- Instructions for the task -
What is needed is every line of the material that contains "balcony".

[Supplied data Boundary: Start]

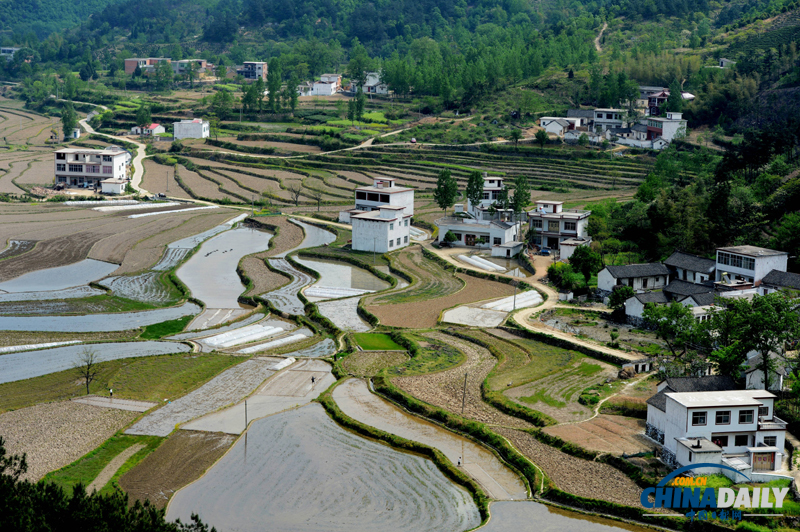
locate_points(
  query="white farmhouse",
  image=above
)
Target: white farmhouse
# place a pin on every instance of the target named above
(191, 129)
(551, 224)
(640, 277)
(382, 230)
(383, 191)
(749, 263)
(84, 167)
(737, 428)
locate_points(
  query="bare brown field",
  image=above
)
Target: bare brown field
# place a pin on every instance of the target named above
(40, 172)
(445, 388)
(574, 475)
(425, 314)
(156, 177)
(180, 460)
(56, 434)
(201, 187)
(149, 251)
(605, 433)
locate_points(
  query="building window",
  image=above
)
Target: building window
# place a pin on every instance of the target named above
(721, 441)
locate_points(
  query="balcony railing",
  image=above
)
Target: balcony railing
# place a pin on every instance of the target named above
(775, 423)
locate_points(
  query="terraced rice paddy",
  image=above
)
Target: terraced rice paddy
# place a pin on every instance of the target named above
(28, 364)
(231, 386)
(290, 388)
(497, 480)
(304, 473)
(285, 298)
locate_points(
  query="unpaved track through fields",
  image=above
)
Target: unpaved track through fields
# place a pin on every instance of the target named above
(445, 388)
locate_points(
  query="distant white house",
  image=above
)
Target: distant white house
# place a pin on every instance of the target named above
(640, 277)
(382, 230)
(191, 129)
(383, 191)
(148, 131)
(736, 428)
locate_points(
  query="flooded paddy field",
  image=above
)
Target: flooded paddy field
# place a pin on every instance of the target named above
(211, 272)
(289, 388)
(299, 471)
(229, 387)
(59, 278)
(28, 364)
(497, 480)
(121, 321)
(343, 275)
(285, 298)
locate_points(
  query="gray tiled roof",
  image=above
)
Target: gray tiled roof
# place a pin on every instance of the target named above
(683, 288)
(690, 262)
(782, 279)
(708, 383)
(652, 297)
(637, 270)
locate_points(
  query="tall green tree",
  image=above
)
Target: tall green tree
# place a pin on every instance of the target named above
(587, 261)
(446, 192)
(474, 190)
(69, 120)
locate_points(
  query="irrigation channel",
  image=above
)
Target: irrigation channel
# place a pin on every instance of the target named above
(298, 471)
(28, 364)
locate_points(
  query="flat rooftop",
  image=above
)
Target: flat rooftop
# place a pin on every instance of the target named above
(752, 251)
(723, 398)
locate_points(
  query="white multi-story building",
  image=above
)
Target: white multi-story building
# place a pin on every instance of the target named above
(748, 263)
(84, 167)
(383, 191)
(551, 224)
(737, 428)
(608, 119)
(191, 129)
(385, 229)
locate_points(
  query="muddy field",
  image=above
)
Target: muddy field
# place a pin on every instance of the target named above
(180, 460)
(606, 433)
(56, 434)
(445, 388)
(298, 471)
(226, 388)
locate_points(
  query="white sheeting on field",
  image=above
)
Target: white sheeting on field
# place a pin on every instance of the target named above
(334, 292)
(524, 300)
(244, 335)
(275, 343)
(30, 347)
(114, 208)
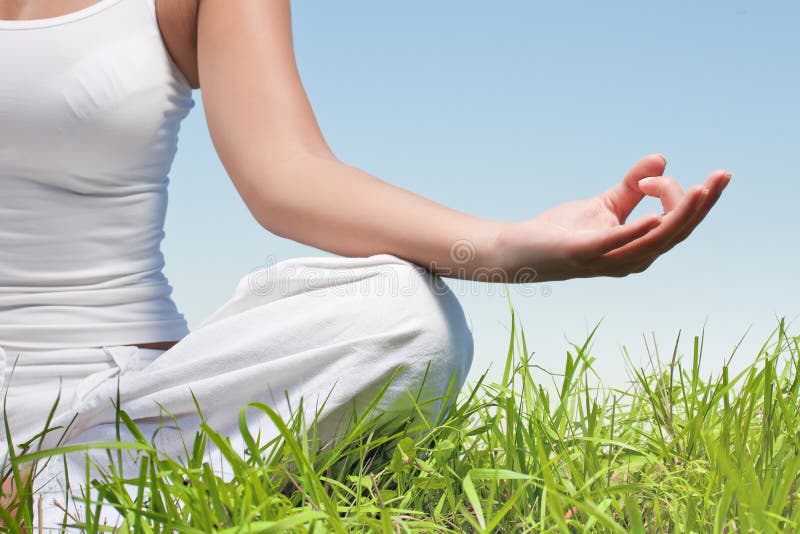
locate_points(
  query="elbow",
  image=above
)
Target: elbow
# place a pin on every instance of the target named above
(281, 196)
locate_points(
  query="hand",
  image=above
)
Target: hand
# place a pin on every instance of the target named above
(590, 237)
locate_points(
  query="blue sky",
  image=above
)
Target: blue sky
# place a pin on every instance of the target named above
(504, 109)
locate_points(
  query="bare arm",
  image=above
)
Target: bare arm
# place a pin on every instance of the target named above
(268, 139)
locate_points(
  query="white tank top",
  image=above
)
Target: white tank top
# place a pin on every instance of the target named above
(90, 108)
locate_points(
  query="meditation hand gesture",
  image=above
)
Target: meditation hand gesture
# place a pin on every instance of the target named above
(590, 237)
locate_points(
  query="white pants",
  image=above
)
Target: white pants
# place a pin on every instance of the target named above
(312, 328)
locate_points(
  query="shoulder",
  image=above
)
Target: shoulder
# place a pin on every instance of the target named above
(177, 20)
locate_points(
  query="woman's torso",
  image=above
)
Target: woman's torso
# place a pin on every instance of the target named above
(91, 105)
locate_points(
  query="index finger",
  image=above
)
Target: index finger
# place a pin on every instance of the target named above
(671, 226)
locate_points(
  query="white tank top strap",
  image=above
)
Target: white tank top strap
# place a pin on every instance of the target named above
(91, 105)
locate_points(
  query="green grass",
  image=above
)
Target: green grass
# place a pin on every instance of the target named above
(674, 451)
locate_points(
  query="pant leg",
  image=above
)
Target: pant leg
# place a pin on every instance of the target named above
(307, 328)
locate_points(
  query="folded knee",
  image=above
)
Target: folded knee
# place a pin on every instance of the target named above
(426, 306)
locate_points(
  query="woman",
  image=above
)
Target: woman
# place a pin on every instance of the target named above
(92, 98)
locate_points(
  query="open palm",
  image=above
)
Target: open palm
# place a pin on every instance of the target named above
(591, 237)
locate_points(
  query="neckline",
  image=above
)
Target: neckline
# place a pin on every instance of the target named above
(23, 24)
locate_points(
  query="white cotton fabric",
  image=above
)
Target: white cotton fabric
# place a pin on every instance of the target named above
(90, 109)
(307, 328)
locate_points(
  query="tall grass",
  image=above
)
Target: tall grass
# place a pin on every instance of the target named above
(674, 451)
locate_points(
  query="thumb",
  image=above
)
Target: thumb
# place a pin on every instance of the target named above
(624, 196)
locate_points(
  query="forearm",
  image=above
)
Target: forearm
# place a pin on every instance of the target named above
(342, 209)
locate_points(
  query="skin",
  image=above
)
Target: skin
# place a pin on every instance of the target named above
(241, 54)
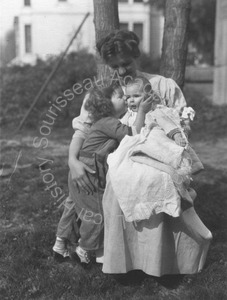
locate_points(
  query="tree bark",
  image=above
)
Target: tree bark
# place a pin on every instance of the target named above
(106, 20)
(175, 40)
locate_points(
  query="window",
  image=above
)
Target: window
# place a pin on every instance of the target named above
(27, 2)
(124, 26)
(138, 29)
(28, 38)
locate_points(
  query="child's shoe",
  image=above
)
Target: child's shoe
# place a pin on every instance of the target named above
(83, 255)
(60, 252)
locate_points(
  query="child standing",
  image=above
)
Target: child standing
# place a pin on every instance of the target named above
(105, 106)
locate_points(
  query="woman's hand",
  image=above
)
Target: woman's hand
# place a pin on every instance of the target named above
(79, 176)
(179, 140)
(145, 104)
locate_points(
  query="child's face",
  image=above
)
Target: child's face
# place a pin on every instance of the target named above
(134, 94)
(119, 103)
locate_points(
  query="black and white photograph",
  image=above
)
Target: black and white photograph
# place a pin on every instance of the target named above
(113, 149)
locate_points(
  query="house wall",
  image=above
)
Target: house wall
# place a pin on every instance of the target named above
(54, 22)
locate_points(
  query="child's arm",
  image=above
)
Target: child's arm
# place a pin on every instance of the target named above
(144, 108)
(77, 168)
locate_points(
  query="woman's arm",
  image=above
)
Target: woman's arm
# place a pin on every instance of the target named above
(145, 107)
(77, 168)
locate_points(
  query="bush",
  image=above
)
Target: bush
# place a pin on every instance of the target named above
(146, 64)
(20, 85)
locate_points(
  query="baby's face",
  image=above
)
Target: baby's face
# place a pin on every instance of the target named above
(134, 94)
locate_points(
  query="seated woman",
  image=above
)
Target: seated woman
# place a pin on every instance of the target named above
(162, 244)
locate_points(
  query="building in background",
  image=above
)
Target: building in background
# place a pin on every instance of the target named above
(44, 28)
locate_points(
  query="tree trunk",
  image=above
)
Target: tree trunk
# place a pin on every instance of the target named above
(106, 20)
(175, 40)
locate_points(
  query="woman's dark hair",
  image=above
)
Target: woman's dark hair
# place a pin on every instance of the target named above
(99, 101)
(142, 82)
(119, 42)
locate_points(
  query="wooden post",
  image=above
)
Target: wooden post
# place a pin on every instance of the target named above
(220, 54)
(175, 40)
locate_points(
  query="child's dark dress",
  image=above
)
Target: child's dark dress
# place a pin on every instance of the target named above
(103, 138)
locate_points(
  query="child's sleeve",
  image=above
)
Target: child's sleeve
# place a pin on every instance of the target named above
(115, 129)
(165, 121)
(82, 123)
(80, 127)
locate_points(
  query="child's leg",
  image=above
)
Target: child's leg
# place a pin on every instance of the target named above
(66, 223)
(92, 225)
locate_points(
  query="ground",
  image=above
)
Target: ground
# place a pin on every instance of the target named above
(29, 215)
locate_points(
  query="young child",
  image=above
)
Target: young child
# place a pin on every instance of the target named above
(162, 145)
(105, 106)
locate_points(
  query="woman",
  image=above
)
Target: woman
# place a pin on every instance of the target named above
(162, 244)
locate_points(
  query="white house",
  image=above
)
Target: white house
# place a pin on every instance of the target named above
(44, 28)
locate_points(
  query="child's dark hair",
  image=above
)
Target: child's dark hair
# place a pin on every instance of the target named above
(99, 101)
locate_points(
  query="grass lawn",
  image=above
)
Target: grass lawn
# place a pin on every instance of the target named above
(29, 216)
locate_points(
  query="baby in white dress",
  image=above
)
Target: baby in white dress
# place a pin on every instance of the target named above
(151, 172)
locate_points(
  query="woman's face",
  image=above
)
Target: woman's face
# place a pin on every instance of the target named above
(125, 65)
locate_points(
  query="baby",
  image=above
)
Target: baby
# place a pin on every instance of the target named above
(161, 146)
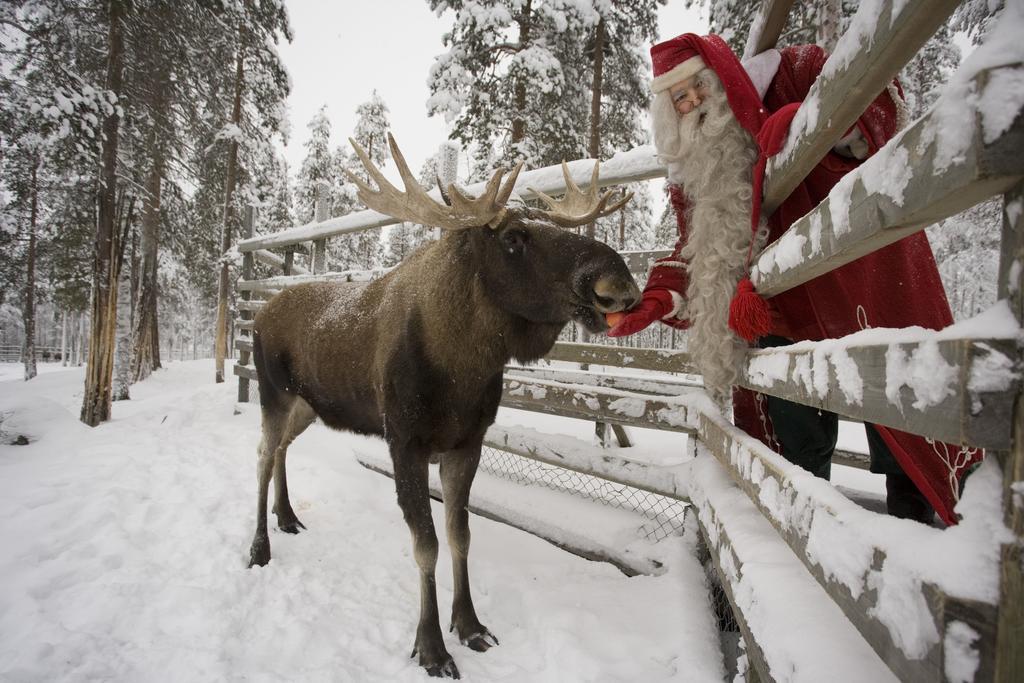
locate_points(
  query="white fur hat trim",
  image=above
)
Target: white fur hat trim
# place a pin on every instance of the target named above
(762, 69)
(680, 72)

[Supplied data Boundary: End]

- Answer to this exercise -
  query="balcony railing",
Target: balcony railing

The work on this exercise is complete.